DATA>
##########

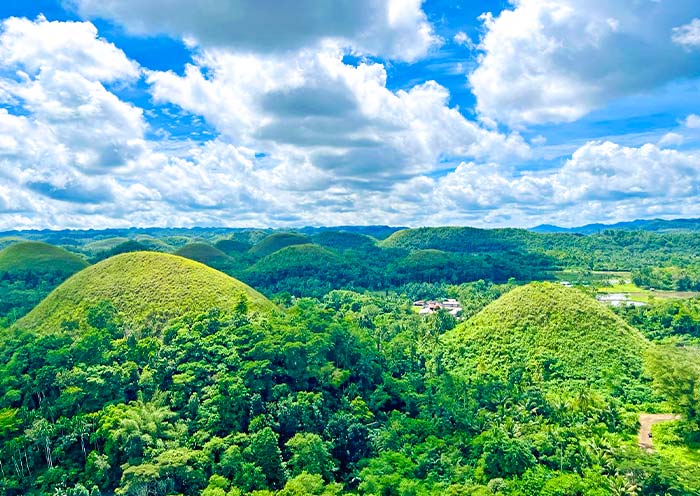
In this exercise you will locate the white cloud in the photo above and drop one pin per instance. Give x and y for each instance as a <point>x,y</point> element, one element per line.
<point>692,121</point>
<point>395,29</point>
<point>556,60</point>
<point>601,180</point>
<point>463,39</point>
<point>337,121</point>
<point>687,35</point>
<point>671,139</point>
<point>64,46</point>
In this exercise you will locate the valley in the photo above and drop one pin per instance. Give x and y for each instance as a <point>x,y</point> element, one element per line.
<point>258,362</point>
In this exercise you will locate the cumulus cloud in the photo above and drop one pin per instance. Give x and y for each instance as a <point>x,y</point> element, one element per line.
<point>337,121</point>
<point>671,139</point>
<point>598,173</point>
<point>62,46</point>
<point>556,60</point>
<point>392,28</point>
<point>692,121</point>
<point>687,35</point>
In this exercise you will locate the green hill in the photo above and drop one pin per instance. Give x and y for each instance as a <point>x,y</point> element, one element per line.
<point>208,255</point>
<point>128,246</point>
<point>33,256</point>
<point>103,245</point>
<point>143,286</point>
<point>231,246</point>
<point>458,239</point>
<point>299,269</point>
<point>341,240</point>
<point>552,333</point>
<point>277,241</point>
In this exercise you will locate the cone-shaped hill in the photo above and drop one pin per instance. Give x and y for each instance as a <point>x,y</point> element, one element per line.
<point>299,262</point>
<point>141,285</point>
<point>209,255</point>
<point>32,256</point>
<point>553,333</point>
<point>277,241</point>
<point>341,240</point>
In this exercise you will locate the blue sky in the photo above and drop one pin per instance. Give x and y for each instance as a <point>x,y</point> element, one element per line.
<point>278,113</point>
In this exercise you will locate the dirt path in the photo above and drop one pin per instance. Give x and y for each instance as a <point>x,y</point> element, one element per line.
<point>646,420</point>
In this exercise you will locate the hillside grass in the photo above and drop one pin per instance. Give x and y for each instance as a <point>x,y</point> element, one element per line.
<point>552,333</point>
<point>341,240</point>
<point>143,286</point>
<point>277,241</point>
<point>33,256</point>
<point>202,252</point>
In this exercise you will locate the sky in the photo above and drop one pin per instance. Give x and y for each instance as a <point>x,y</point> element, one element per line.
<point>289,113</point>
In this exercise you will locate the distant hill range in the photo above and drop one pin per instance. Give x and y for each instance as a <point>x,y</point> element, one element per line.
<point>635,225</point>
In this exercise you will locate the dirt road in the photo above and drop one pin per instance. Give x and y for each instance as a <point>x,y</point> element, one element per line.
<point>646,420</point>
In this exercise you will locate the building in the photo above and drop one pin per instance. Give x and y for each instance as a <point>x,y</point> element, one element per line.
<point>450,305</point>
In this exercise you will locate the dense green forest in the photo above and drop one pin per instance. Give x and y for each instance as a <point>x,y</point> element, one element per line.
<point>144,363</point>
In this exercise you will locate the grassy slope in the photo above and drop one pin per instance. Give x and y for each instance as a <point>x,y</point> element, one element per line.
<point>202,252</point>
<point>277,241</point>
<point>104,244</point>
<point>457,239</point>
<point>231,246</point>
<point>340,240</point>
<point>141,284</point>
<point>39,257</point>
<point>296,258</point>
<point>544,323</point>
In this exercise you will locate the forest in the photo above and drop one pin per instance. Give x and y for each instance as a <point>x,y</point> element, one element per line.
<point>221,362</point>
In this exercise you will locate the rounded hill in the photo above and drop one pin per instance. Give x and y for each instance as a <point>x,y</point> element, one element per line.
<point>277,241</point>
<point>457,239</point>
<point>209,255</point>
<point>202,252</point>
<point>551,333</point>
<point>143,286</point>
<point>342,240</point>
<point>231,246</point>
<point>33,256</point>
<point>299,263</point>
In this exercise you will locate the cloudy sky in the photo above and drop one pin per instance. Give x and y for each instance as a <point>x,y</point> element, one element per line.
<point>311,112</point>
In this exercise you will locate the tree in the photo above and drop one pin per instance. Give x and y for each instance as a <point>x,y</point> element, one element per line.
<point>309,453</point>
<point>264,451</point>
<point>676,375</point>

##########

TASK OBJECTIVE> Every record is to be restated word for word, with the pictures left out.

SOLVED EXERCISE>
In this exercise you will locate the white cloud in the photo above and drop one pin per instance. Give x and y for each instance as a <point>x,y</point> element, one element per line.
<point>692,121</point>
<point>395,29</point>
<point>556,60</point>
<point>601,180</point>
<point>463,39</point>
<point>337,121</point>
<point>687,35</point>
<point>671,139</point>
<point>64,46</point>
In this exercise you will locate the valley in the photo above and drop one pin per instance. Give x and y for each instance as a <point>x,y</point> element, one element per line.
<point>258,362</point>
In this exercise you will locate the cumulus cloud in the photo above and drop one pin per instance. Give x and y for each instance as a <point>x,y</point> element, one element per line.
<point>337,121</point>
<point>671,139</point>
<point>598,173</point>
<point>62,46</point>
<point>556,60</point>
<point>392,28</point>
<point>692,121</point>
<point>687,35</point>
In this exercise you will locate the green hill in the photo above and drop one pin per instance. Give x and y for each instance as a <point>x,y</point> element, one element per line.
<point>208,255</point>
<point>128,246</point>
<point>33,256</point>
<point>103,245</point>
<point>143,286</point>
<point>231,246</point>
<point>458,239</point>
<point>299,269</point>
<point>341,240</point>
<point>552,333</point>
<point>277,241</point>
In this exercise you will locate the cone-shaped hill in the photo above and drop one pin per instance. Give x and y for each instance as a <point>x,y</point> element, one element per line.
<point>299,262</point>
<point>141,285</point>
<point>209,255</point>
<point>32,256</point>
<point>553,333</point>
<point>277,241</point>
<point>341,240</point>
In this exercise you will locate the blue sky in the photo above and drop one pin per instance. Give x and y for each instance as a <point>x,y</point> element, one element per line.
<point>278,113</point>
In this exercise you will locate the dirt path in the photo above and drop one pin per instance. Give x and y for each instance as a <point>x,y</point> element, one element per line.
<point>646,420</point>
In this exercise you will locate the hillside grass in the photo above and drop one pin per instance. Give x and y for each instance as a <point>x,y</point> element, one element per line.
<point>552,333</point>
<point>341,240</point>
<point>143,286</point>
<point>277,241</point>
<point>33,256</point>
<point>202,252</point>
In this exercise you will locate the sky in the photo above and drop one pin per instance. Give x and y for each instance as a <point>x,y</point> element, one element per line.
<point>289,113</point>
In this exercise you will locate the distant hill range in the photo above and drop one pin per instance. Give x and y for each instance as a <point>x,y</point> element, one element per line.
<point>635,225</point>
In this exercise you will locate the dirt road in the photo above and drop one pin per instance. Give x and y for each instance as a <point>x,y</point> element, one element per line.
<point>646,420</point>
In this exercise you will locate the building in the photo above and drop one pin per instance. Give x and y for each instance as a <point>x,y</point> element, one element per line.
<point>450,305</point>
In this exercise you will locate the dense green forest in the photo above and drop one pin per instance. Give x and y for each instance as a <point>x,y</point> element, one element per line.
<point>144,363</point>
In this exercise you will locate the grassy slope in the photo above and drop one pin per instance. Give x and y for each instance as a <point>x,y</point> element, one element per line.
<point>202,252</point>
<point>277,241</point>
<point>104,244</point>
<point>457,239</point>
<point>231,246</point>
<point>340,240</point>
<point>141,284</point>
<point>39,257</point>
<point>296,258</point>
<point>544,323</point>
In this exercise you will locate the forest in the photo above and drop one pin per instance. Give x and y for each instance as a <point>x,y</point> element, one element per line.
<point>221,362</point>
In this exercise you will locate the rounded hill in the photo above and drop one pin per instance. Give x and y for each instance as a <point>x,y</point> element, one element per line.
<point>277,241</point>
<point>457,239</point>
<point>209,255</point>
<point>202,252</point>
<point>551,333</point>
<point>143,286</point>
<point>342,240</point>
<point>231,246</point>
<point>33,256</point>
<point>299,263</point>
In this exercise you will locate the cloudy sky in the photo above and drop one pin per instance. Give x and y for each instance as a <point>x,y</point> element, one element per line.
<point>311,112</point>
In this exercise you will locate the tree in the photo above and drop one pin per instance. Give x and y for each instance as a <point>x,y</point> element, one element per line.
<point>309,453</point>
<point>264,451</point>
<point>676,375</point>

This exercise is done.